- _TASK STATEMENT_:
Please rewrite the records below, putting "text prompt" wherever "free-text query" appears and keeping everything else the same. Leave the pictures out.

▬▬▬▬▬▬

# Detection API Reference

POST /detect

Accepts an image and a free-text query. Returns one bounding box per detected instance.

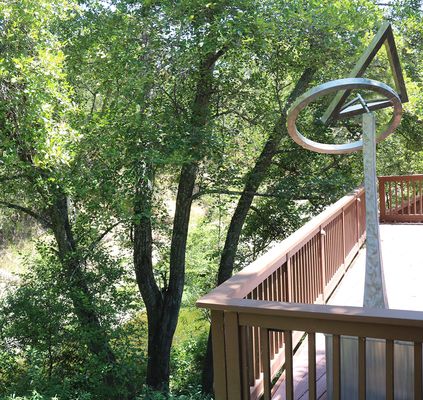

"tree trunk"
[134,49,225,391]
[202,68,315,393]
[49,194,116,388]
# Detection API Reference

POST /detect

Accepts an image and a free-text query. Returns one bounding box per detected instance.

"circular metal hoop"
[287,78,402,154]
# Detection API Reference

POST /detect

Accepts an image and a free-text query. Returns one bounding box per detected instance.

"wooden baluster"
[393,181,399,213]
[386,339,394,400]
[320,228,326,303]
[341,208,347,268]
[332,335,341,400]
[399,181,406,214]
[240,326,251,400]
[284,331,294,400]
[247,326,255,386]
[379,179,386,222]
[414,342,423,400]
[260,328,272,400]
[308,332,317,400]
[358,337,366,400]
[412,181,418,215]
[253,327,261,379]
[286,253,294,302]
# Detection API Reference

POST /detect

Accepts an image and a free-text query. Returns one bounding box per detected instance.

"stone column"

▬▬▬▬▬▬

- _SOLVED EXERCISE_:
# Detection API Reference

POST /detect

Accepts an image and a text prompt. Returns one bounding box per detected instance.


"tree trunk"
[134,49,225,391]
[202,68,315,393]
[49,194,116,388]
# Detection API Reference

POST /detect

Accepts an image and a text prompt. Returns one bounding box per detected instance.

"circular metal hoop"
[287,78,402,154]
# Detection API Reference

POST /detect

Accepts an image and a text prompt. Returns one bounding box per detected instance.

"wooden baluster"
[393,181,399,213]
[386,339,394,400]
[320,228,326,303]
[341,208,347,268]
[332,335,341,400]
[399,181,406,214]
[240,326,251,400]
[284,331,294,400]
[247,326,255,386]
[379,179,386,222]
[414,342,423,400]
[260,328,272,400]
[308,332,317,400]
[358,337,366,400]
[412,181,418,215]
[253,327,261,379]
[286,253,294,302]
# Detection API Reference

POST /detect

Accepts an image and a text prompt. Returns one bounding box per detected instance.

"stone column"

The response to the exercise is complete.